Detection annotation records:
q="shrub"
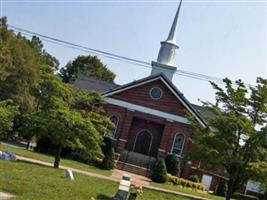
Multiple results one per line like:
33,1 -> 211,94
100,147 -> 115,170
167,174 -> 204,191
151,159 -> 167,183
165,154 -> 181,176
101,137 -> 113,156
188,175 -> 200,183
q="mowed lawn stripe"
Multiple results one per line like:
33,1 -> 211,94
0,143 -> 112,176
0,160 -> 193,200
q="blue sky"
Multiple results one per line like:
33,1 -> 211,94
1,0 -> 267,103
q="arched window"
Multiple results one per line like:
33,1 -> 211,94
172,133 -> 185,155
110,115 -> 119,138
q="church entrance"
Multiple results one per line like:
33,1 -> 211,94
126,117 -> 164,158
133,130 -> 153,155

Task to carry out:
Transcribe every one of the lines above word for word, leaving out the pictures.

Output for this exercise:
q="shrub"
Multiple results one per line like:
33,1 -> 211,94
100,147 -> 115,170
167,174 -> 204,191
151,159 -> 167,183
165,154 -> 181,176
101,137 -> 113,156
188,175 -> 200,183
q="mowed lawn stripe"
Multiple results one per line like:
33,1 -> 211,94
0,143 -> 112,176
0,160 -> 193,200
q="blue sky"
Multiple results one per line like:
33,1 -> 211,94
1,0 -> 267,103
q="arched window"
Multiple results one per line like:
33,1 -> 211,94
172,133 -> 185,155
110,115 -> 119,138
q="church entrance"
Multiple results one per line like:
33,1 -> 211,94
126,117 -> 164,158
133,130 -> 153,155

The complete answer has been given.